▸ Assignment
Could the data below please be reproduced word for word, without the pictures?
+++++
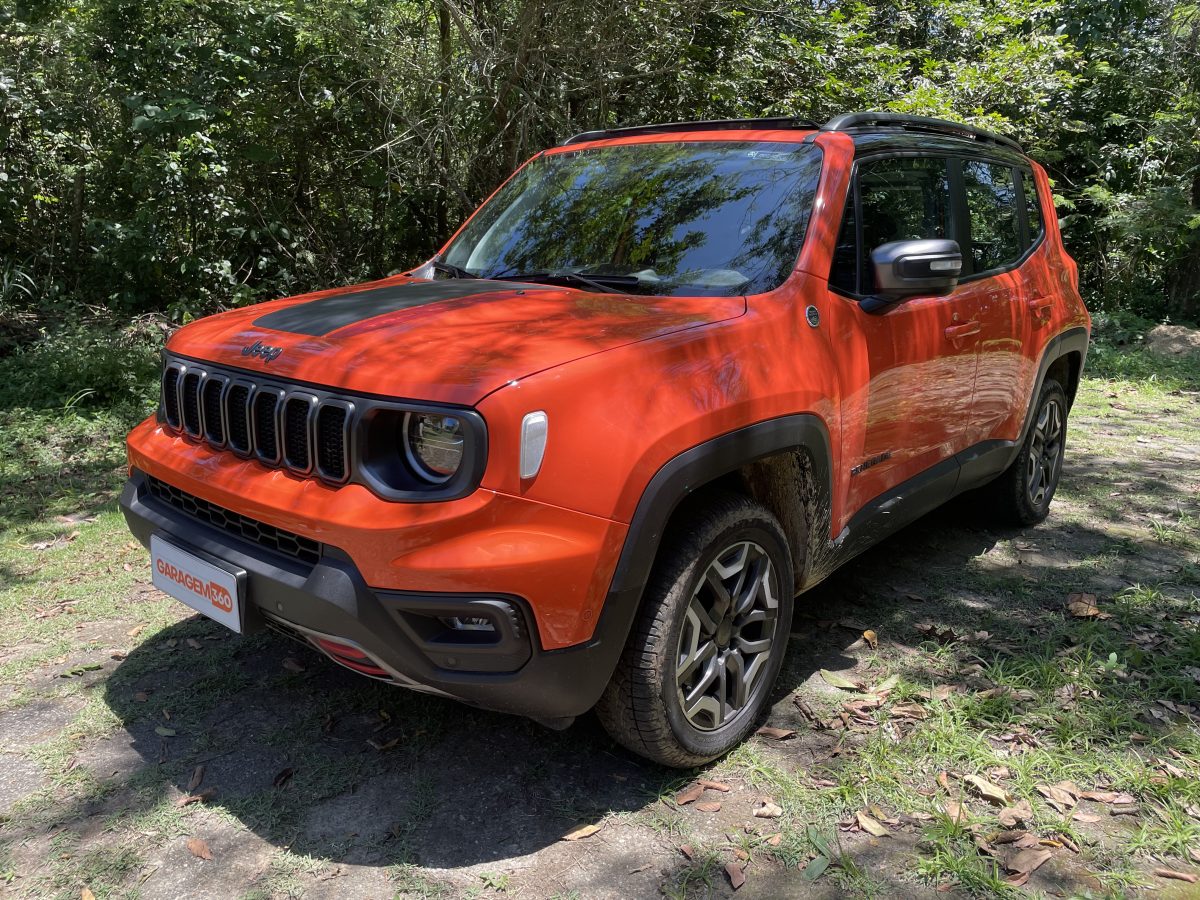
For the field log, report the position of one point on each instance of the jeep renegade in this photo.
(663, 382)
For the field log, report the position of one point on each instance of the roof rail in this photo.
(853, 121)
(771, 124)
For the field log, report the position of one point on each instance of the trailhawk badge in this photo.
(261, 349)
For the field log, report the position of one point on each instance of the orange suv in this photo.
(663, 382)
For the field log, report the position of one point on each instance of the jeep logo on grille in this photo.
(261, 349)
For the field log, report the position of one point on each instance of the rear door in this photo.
+++++
▸ Answer
For the field log, report the position of one point on each instance of the jeep renegade in this photo.
(663, 382)
For the field log, report the position of one point on each instance of the roof rail in this photo.
(853, 121)
(771, 124)
For the field log, report the position of one point on each instance of the trailhawk badge in this photo.
(261, 349)
For the field log, report the position of one point on each instance of the orange suv in this photo.
(663, 382)
For the field log, report the position of one point on each instance of the jeep logo on grille in this photo.
(261, 349)
For the field log, report the position of one point on each instance of the rear door in this photo.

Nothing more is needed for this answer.